» **Work instructions**: Return the listing below verbatim, reproducing every line in its original order without alteration.

--- BEGIN ---

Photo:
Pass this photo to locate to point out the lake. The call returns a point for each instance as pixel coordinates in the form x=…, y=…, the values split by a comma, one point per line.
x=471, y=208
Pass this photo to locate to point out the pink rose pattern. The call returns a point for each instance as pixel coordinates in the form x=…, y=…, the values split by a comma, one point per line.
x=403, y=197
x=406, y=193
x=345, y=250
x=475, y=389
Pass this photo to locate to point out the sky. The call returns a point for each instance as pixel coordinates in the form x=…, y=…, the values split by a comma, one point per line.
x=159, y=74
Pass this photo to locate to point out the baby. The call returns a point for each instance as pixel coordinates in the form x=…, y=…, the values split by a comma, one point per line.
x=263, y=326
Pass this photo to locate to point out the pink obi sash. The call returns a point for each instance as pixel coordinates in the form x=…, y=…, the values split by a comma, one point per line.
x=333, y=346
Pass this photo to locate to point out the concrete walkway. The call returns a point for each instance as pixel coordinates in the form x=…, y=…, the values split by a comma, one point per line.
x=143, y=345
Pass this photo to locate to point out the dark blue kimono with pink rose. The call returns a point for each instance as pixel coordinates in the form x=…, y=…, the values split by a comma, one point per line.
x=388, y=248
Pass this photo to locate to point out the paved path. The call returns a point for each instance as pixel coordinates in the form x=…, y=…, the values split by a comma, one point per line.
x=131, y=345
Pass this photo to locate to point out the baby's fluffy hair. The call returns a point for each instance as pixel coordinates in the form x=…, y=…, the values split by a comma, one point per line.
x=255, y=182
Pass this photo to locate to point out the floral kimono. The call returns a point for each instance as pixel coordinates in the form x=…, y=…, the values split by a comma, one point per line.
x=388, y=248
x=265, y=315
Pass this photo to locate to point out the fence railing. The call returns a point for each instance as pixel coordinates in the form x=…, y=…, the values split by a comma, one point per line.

--- END ---

» **The result**:
Photo:
Pass this photo to locate to point out the lake. The call returns a point for each instance as pixel coordinates in the form x=…, y=…, the values split by a comma, one point per line.
x=471, y=208
Pass this photo to locate to point out the pink rose pattern. The call returns a point for each instance as pixel coordinates in the form x=…, y=…, the values split by a comma, one point per line.
x=403, y=197
x=406, y=193
x=345, y=250
x=475, y=389
Pass this photo to locate to point out the sky. The call returns a point for each instance as pixel coordinates in the form x=…, y=…, the values split by a comma, one point per line.
x=159, y=74
Pass this photo to locate to point out the baby. The call returns a point for each instance as pixel coordinates in the form x=…, y=…, the values split by a comma, one point per line.
x=263, y=326
Pass this photo to locate to point out the pink obi sash. The call returns a point for each instance as pixel coordinates in the form x=…, y=…, the values split by a comma, one point per line.
x=333, y=346
Pass this photo to locate to point out the concrete walkway. The call returns a point for each instance as pixel coordinates in the form x=…, y=…, the values split by a comma, one point per line.
x=143, y=345
Pass this photo to locate to point out the dark blue kimono with pink rose. The call returns a point for each instance as pixel coordinates in the form x=…, y=…, the values split by a comma, one point per line.
x=388, y=248
Pass this photo to locate to point out the paved path. The call returns a point for each instance as pixel coordinates in the form x=…, y=…, the values split by a comma, one point per line.
x=131, y=345
Pass this photo to locate to point out the baby's fluffy hair. The call returns a point for each instance as pixel coordinates in the form x=…, y=…, the values split by a comma, one point per line.
x=255, y=182
Pass this photo to locate to point out the floral kimono. The call returns a point for each instance as pixel coordinates in the form x=…, y=…, the values split by a comma, one point per line.
x=388, y=248
x=265, y=315
Pass this photo to locate to point out the fence railing. The call returns a point for each instance as pixel coordinates in the form x=…, y=…, the values split by a comma, one point per line.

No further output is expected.